All of the data below should be repeated exactly. Pictures should not be included.

^^^^

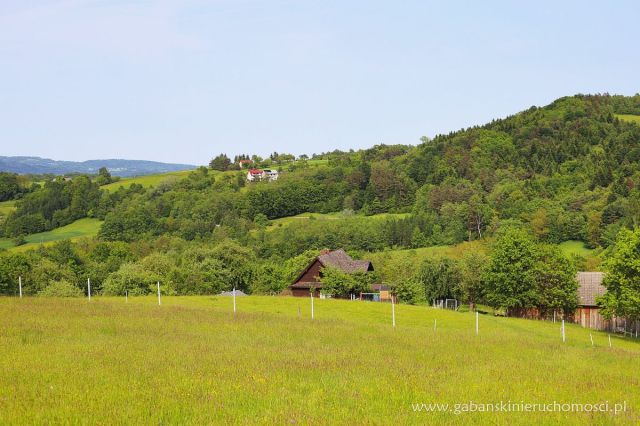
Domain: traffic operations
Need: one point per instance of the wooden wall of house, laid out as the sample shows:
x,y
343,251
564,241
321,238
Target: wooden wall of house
x,y
311,275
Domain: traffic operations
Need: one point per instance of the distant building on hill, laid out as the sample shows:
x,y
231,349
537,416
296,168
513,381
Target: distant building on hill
x,y
254,175
309,278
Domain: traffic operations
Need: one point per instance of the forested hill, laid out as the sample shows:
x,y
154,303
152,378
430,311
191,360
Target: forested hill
x,y
566,171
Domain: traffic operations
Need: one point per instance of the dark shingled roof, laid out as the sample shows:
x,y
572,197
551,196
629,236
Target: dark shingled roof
x,y
341,260
334,259
589,287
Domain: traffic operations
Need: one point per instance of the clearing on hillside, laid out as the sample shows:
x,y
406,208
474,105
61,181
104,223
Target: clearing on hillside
x,y
80,228
192,360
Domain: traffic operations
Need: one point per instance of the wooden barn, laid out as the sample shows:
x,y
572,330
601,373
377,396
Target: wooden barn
x,y
588,314
310,277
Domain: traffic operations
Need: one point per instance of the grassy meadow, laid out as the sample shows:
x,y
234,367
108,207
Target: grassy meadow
x,y
6,207
192,361
147,181
80,228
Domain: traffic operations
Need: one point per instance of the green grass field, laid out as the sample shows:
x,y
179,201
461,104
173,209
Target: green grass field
x,y
78,229
629,117
6,207
192,361
147,181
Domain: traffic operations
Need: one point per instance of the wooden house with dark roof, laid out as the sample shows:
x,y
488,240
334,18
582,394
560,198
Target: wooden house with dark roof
x,y
310,277
588,313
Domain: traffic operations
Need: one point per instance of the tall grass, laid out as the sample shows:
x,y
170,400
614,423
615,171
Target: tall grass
x,y
192,360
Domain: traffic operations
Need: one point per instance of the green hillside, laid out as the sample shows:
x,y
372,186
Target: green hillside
x,y
6,207
147,181
78,229
629,117
192,361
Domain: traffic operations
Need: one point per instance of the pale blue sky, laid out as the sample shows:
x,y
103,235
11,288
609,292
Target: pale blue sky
x,y
182,80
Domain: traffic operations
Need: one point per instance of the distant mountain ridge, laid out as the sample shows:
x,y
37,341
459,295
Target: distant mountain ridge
x,y
117,167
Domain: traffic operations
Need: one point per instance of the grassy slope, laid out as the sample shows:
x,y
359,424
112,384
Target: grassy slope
x,y
193,361
629,117
78,229
147,181
6,207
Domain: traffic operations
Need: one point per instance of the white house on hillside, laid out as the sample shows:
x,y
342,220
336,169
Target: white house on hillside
x,y
254,175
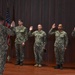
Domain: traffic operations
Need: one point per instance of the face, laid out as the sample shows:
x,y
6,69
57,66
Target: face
x,y
20,23
60,27
39,27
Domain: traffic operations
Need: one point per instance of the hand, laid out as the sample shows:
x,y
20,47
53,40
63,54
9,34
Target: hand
x,y
13,24
31,28
23,44
53,26
74,28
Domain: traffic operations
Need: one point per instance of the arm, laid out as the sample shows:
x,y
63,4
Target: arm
x,y
26,35
9,31
51,31
73,33
31,34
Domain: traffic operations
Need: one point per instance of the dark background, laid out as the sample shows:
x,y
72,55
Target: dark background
x,y
46,12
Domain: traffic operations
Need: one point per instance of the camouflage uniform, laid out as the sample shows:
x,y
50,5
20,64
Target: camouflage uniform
x,y
4,32
73,33
39,45
21,36
61,41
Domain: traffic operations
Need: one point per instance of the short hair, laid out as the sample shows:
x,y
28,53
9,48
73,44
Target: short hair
x,y
1,18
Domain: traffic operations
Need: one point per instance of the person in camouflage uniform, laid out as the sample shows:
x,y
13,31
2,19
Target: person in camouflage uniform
x,y
4,32
61,42
39,45
73,32
21,37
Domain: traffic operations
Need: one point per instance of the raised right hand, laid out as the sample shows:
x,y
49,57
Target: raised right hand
x,y
31,28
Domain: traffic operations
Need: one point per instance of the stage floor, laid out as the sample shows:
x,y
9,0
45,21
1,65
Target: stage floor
x,y
27,69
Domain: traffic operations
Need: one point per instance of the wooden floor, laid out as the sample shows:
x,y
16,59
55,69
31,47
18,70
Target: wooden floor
x,y
29,69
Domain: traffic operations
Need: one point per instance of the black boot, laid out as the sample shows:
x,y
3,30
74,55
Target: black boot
x,y
21,63
17,63
57,67
61,66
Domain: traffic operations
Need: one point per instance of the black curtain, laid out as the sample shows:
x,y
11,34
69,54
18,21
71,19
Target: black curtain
x,y
46,12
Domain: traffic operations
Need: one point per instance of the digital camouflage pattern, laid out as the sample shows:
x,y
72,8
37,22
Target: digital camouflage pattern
x,y
4,32
73,33
61,42
39,45
21,37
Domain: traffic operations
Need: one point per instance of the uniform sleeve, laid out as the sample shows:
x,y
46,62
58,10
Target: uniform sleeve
x,y
31,34
9,31
66,40
51,31
73,33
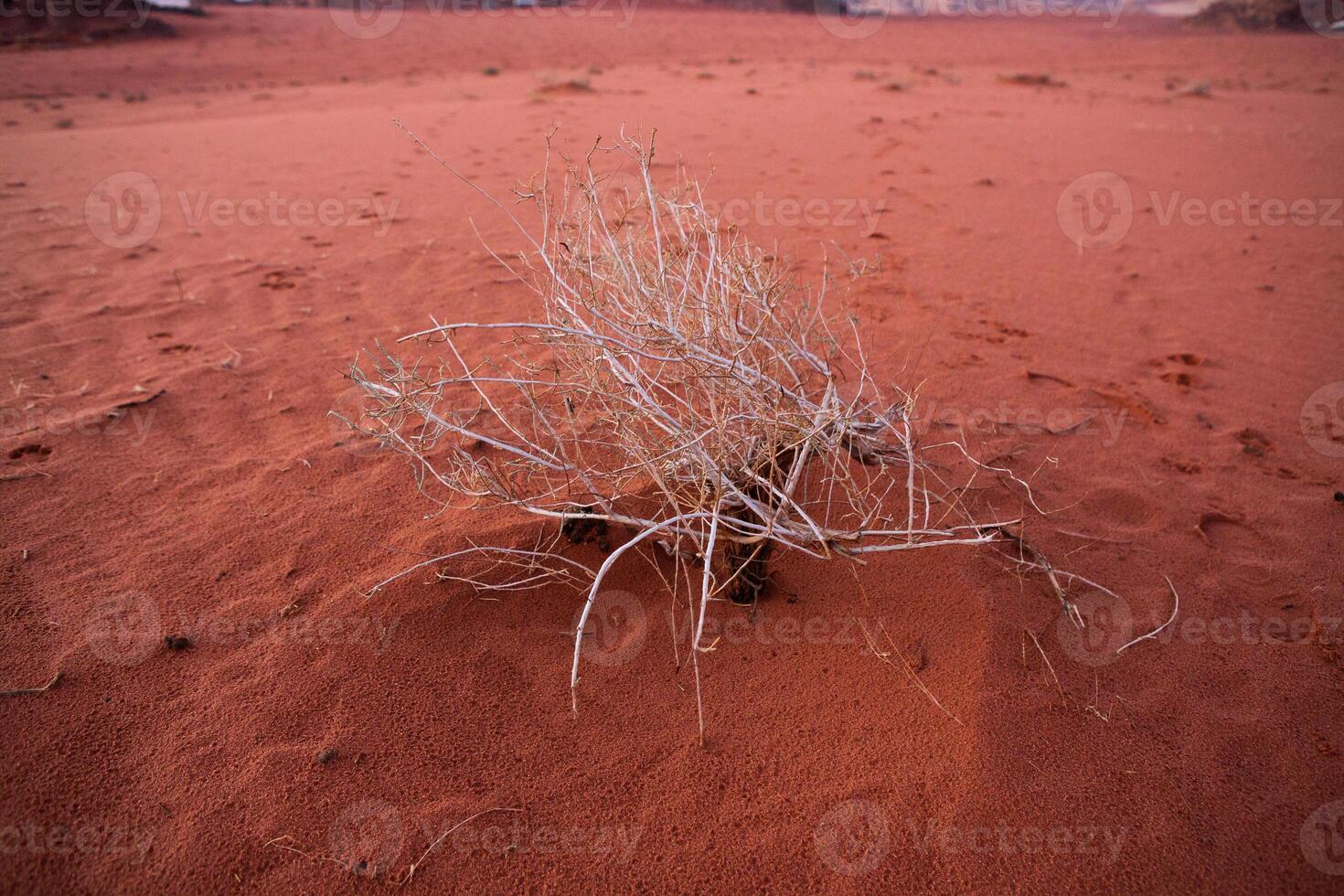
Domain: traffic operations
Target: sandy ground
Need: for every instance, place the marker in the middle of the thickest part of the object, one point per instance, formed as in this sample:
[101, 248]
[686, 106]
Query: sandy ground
[169, 470]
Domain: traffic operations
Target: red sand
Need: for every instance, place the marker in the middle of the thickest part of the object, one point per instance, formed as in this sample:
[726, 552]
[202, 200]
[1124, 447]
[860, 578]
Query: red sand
[225, 511]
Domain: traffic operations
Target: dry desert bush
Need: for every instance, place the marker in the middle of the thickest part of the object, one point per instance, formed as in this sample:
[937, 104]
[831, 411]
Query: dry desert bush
[677, 389]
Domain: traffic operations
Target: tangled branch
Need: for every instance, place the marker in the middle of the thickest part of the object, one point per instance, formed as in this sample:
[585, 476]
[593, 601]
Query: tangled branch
[675, 384]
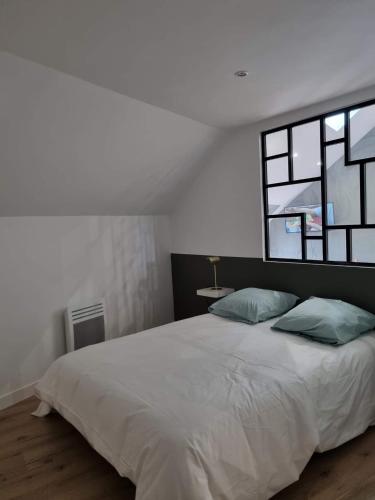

^^^^

> Your solution
Domain: traffic operations
Need: one point per instance of the wooden wall of house, laid out as the sample shows:
x,y
343,251
564,241
321,238
Target: wooden wall of house
x,y
311,275
Domain: traffic operations
Need: one point per instance of the distant building on hill, laid out as the sample shows:
x,y
231,349
537,416
296,168
513,381
Target: distant building on hill
x,y
254,175
309,278
Domain: traffic operations
Need: one point per instance of the forested hill, laid out as the sample shows:
x,y
154,303
152,378
430,311
191,360
Target: forested hill
x,y
566,171
Domain: traffic operations
Need: one point per instance of the dark shingled roof, laid out as the sample shows:
x,y
572,197
551,196
629,236
Target: dark shingled roof
x,y
341,260
334,259
589,287
Domain: traffic operations
Need: one point per instance of the clearing on hillside, laid out as the sample shows:
x,y
406,208
474,105
61,181
104,223
Target: clearing on hillside
x,y
80,228
192,360
Domain: traffic operations
Need: one point per instance of the wooden barn, laid out as the sample shows:
x,y
572,330
601,373
377,396
Target: wooden barn
x,y
588,314
310,277
Domain: traffic operations
Need: one point per instance of the grassy meadow, laid out as the sample shows:
x,y
234,367
108,207
Target: grassy meadow
x,y
6,207
192,361
147,181
80,228
Domain: traffic operations
Need: one point per instance of the green grass field, laid out as the sample shows:
x,y
179,201
461,104
173,209
Target: green grass field
x,y
78,229
629,117
6,207
192,361
147,181
Domain: traffic operations
Need: one point per instance of the wooden house with dark roof, laid out as the sample shows:
x,y
488,240
334,18
582,394
560,198
Target: wooden house with dark roof
x,y
310,277
588,313
Domain: traffic operations
Need: one point per instance of the tall grass, laid out as the sample shows:
x,y
170,400
614,423
615,171
Target: tall grass
x,y
192,360
Domain: traffic operations
Need: one point per instance of the green hillside, laid out as the sample shows:
x,y
372,186
Target: green hillside
x,y
6,207
147,181
78,229
629,117
192,361
Domain: traffic operations
Need: one point per instance of the pale blue sky, laid out as the sample shows:
x,y
103,235
11,288
609,292
Target: pale blue sky
x,y
182,80
Domain: traffic operations
Need: one point per instance of the distant mountain ridge, laid out as the sample shows:
x,y
37,341
459,295
Target: distant mountain ridge
x,y
117,167
Domain: traffic operations
Need: one point per instance of the grassy slope, laid out as the sample shows:
x,y
359,424
112,384
Target: grassy slope
x,y
193,361
629,117
78,229
147,181
6,207
Domain: traffic operations
Need: one point per instance of the white house on hillside, laid out as the sample shows:
x,y
342,220
336,169
Target: white house on hillside
x,y
254,175
Domain: traffic operations
Need: one point per instance of the face, laid out as the sample shows:
x,y
6,69
57,66
Target: face
x,y
20,23
60,27
39,27
Domain: traffic operations
Need: one point per instance of the hand, laid out as the sample shows:
x,y
20,47
53,40
63,54
9,34
Target: hand
x,y
13,24
31,28
23,44
53,26
74,28
Domain: traffic operations
Need: one point per instance of the arm, laid out as the sample shows:
x,y
63,4
Target: arm
x,y
26,35
9,31
51,31
73,33
31,34
Domain: traffic operations
Need: one point per instance of the dark background, laid out as the sample shows:
x,y
72,55
Target: dark background
x,y
46,12
Domain: traffic operations
Need: one point per instance of the camouflage uniform, laid out as the sample shows:
x,y
50,5
20,64
Target: camouflage uniform
x,y
4,32
73,33
39,45
21,36
61,41
Domain: traffic operations
Need: one point per instance of the short hair, laid out as the sample shows:
x,y
28,53
9,48
73,44
Target: short hair
x,y
1,18
Domain: traffic operations
Need: one point per instance of the person in camouflage uniform, laid out as the sample shows:
x,y
13,31
2,19
Target: person in camouflage uniform
x,y
4,32
61,42
39,45
73,32
21,37
Domain: traffic operations
Need: one point per instance of the raised right hand, laid out as the sample shows:
x,y
49,57
Target: raised right hand
x,y
31,28
Domain: traffic operations
Need: one point per instance of the stage floor, laid out as the sample shows:
x,y
9,0
45,21
1,65
Target: stage floor
x,y
27,69
Domain: traffic operations
Need: one point per instance of the wooden floor, laid out as the sample shows:
x,y
16,59
55,69
31,47
18,70
Target: wooden floor
x,y
29,69
Domain: traffic operations
Need: one point per instance of the black boot, laid out as the sample shows:
x,y
3,30
74,55
Target: black boot
x,y
21,63
17,63
57,67
61,66
Domain: traffic operations
Need: one point per instance of the black curtain, laid out as the sample shows:
x,y
11,34
69,54
18,21
71,19
Target: black curtain
x,y
46,12
Domain: traffic operations
Need: one point per instance of the digital camouflage pattern, laid out as the sample shows:
x,y
72,8
37,22
Target: digital camouflage pattern
x,y
4,32
73,33
61,42
39,45
21,37
Domain: traffic operations
Need: one point per instance of the uniform sleeve, laid out as the sample shows:
x,y
46,62
58,10
Target: uniform sleeve
x,y
31,34
9,31
66,40
51,31
73,33
Domain: traffic operations
Target: sandy ground
Need: for every instance, place the marker in the middle of the thickest part of the object, one point per instance, formed as in this sample:
[101, 248]
[686, 106]
Query: sandy ground
[169, 470]
Domain: traffic operations
Target: red sand
Need: for every instance, place the marker in the middle of the thickest part of the object, one point per instance, formed as in this sample:
[726, 552]
[202, 200]
[1124, 447]
[860, 578]
Query: red sand
[225, 511]
Domain: traffic operations
Target: dry desert bush
Need: for every instance, place the marker in the middle of the thickest part of the object, one point per instance, formed as in this sample:
[937, 104]
[831, 411]
Query: dry desert bush
[677, 389]
Domain: traffic operations
Target: tangled branch
Need: for every instance, place the marker in the middle of the thickest part of the object, one point per instance, formed as in this sample:
[585, 476]
[593, 601]
Query: tangled branch
[675, 384]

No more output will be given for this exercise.